## COMPITI DELL'ESERCIZIO
1. Secondo il brano, chi ha organizzato la costruzione del monumento e l'evento a Magenta?
2. Trascrivi dal brano tutto ciò che va da "Alla cerimonia che" fino a "monumento e l’evento.".
3. Indica se ciascuna affermazione concorda con il brano, rispondendo sì o no e citando le parole decisive del brano.
(a) Orli Bach è la nipote di Yehuda Arazi.
(b) Orli Bach è venuta alla commemorazione dall'Italia.
(c) Ada Sereni era il braccio destro di Yehuda Arazi.

## BRANO DELL'ESERCIZIO
Qui hanno ricevuto cure mediche, cure umane calorose, apprendimento della cultura e della storia ebraica, formazione professionale soprattutto nell’agricoltura e addestramento all’uso delle armi. Sebbene abbiano vissuto nel campo per molti mesi (a volte anche più di un anno) in tende affollate, molti di loro hanno ricordato per tutta la vita questo luogo come un paradiso, come un luogo in cui hanno potuto cominciare a restaurare la propria anima, ripristinare la propria dignità e fiducia negli esseri umani e costruire un senso di identità e appartenenza.
Alla cerimonia che si è svolta a Magenta (foto sopra) sono intervenute le autorità locali e l’ANPI che ha organizzato la costruzione del monumento e l’evento.
Orli Bach, la nipote di Yehuda Arazi capo del Mossad Le’Aliyah Bet in Italia nel 1945-47, venuta alla commemorazione da Israele, ha raccontato le complesse e audaci operazioni di suo nonno, un leader determinato e coraggioso, con una fantasia che rompe ogni confine e con la capacità d’improvvisare in ogni situazione.
Ha descritto la straordinaria collaborazione tra lui e il suo braccio destro, Ada Sereni, ha parlato dell’eroismo di molti inviati di Eretz Israel, ha sottolineato la coraggiosa mobilitazione di tanti italiani, nelle città e nei villaggi, che, nonostante la povertà e le grandi sofferenze da essi stessi subite in anni di bombardamenti, guerre e occupazione, si sono comportati con profonda compassione aiutandoli in ogni modo possibile. Ha sottolineato la grande importanza dell’attività di tutti coloro che sono coinvolti nella conservazione della memoria, non solo per il presente ma anche per il futuro.

## MATERIALE FORNITO
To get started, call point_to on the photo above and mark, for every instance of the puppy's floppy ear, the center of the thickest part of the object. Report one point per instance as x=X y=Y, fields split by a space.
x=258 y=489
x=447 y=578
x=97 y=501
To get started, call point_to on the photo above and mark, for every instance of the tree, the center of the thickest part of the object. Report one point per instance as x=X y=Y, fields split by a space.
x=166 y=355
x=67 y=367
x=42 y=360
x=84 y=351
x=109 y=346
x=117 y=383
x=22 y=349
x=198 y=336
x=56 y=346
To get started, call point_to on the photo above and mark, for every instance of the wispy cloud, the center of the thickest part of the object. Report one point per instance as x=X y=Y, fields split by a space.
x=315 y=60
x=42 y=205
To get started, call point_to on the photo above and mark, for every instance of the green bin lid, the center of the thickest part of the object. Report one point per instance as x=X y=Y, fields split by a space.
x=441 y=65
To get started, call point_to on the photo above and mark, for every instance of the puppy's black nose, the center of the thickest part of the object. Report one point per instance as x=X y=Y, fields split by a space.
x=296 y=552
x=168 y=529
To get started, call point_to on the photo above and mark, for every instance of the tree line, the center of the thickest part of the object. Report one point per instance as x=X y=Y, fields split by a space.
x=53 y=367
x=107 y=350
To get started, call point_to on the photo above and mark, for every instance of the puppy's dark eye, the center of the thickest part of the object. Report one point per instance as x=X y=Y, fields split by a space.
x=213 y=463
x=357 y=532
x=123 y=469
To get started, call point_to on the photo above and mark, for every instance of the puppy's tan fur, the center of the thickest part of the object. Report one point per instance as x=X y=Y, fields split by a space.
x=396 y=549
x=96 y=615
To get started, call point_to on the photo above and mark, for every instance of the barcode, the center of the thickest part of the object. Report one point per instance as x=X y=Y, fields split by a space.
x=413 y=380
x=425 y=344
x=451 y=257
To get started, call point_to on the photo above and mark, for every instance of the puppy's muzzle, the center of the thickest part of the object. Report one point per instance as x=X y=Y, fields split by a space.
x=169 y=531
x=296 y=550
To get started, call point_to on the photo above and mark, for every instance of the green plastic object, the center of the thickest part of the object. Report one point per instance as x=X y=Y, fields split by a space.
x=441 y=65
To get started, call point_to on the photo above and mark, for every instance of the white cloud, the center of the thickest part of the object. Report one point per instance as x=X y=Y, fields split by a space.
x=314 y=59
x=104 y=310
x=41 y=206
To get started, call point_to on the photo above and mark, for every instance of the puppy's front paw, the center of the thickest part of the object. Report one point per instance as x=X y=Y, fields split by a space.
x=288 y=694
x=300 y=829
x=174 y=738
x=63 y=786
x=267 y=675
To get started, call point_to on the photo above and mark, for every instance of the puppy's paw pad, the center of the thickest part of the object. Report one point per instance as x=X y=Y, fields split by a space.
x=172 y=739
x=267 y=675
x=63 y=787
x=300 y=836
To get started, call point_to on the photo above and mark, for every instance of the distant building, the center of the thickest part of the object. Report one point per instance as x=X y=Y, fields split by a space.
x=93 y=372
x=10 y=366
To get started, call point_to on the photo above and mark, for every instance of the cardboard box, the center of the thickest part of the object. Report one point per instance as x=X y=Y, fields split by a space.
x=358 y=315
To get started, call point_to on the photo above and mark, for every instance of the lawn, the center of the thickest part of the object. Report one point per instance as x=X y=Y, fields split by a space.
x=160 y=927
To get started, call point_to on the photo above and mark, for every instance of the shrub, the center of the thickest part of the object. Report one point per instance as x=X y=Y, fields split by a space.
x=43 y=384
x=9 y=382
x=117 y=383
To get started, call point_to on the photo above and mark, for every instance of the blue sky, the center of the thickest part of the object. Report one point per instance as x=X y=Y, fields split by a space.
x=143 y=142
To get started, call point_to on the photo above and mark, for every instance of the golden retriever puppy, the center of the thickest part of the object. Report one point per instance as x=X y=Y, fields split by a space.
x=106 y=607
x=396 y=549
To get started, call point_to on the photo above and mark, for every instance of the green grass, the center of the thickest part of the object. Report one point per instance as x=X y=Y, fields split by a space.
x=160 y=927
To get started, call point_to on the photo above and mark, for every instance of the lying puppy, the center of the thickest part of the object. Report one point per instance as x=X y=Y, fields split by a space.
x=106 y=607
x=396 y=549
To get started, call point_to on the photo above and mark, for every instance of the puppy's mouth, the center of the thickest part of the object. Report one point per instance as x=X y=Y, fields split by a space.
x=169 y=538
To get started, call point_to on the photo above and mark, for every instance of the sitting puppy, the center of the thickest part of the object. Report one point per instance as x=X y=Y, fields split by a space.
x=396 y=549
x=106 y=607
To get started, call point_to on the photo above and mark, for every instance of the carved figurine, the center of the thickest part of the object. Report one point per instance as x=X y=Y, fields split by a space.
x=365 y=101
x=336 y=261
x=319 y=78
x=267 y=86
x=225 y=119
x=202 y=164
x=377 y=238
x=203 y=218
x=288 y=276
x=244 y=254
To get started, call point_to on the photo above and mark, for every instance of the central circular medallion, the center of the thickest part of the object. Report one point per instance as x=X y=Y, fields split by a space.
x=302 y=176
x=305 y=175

## RISPOSTE AI COMPITI
1. L'ANPI.

2.
Alla cerimonia che si è svolta a Magenta (foto sopra) sono intervenute le autorità locali e l’ANPI che ha organizzato la costruzione del monumento e l’evento.

3.
(a) Sì: "Orli Bach, la nipote di Yehuda Arazi".
(b) No: "venuta alla commemorazione da Israele".
(c) Sì: "tra lui e il suo braccio destro, Ada Sereni".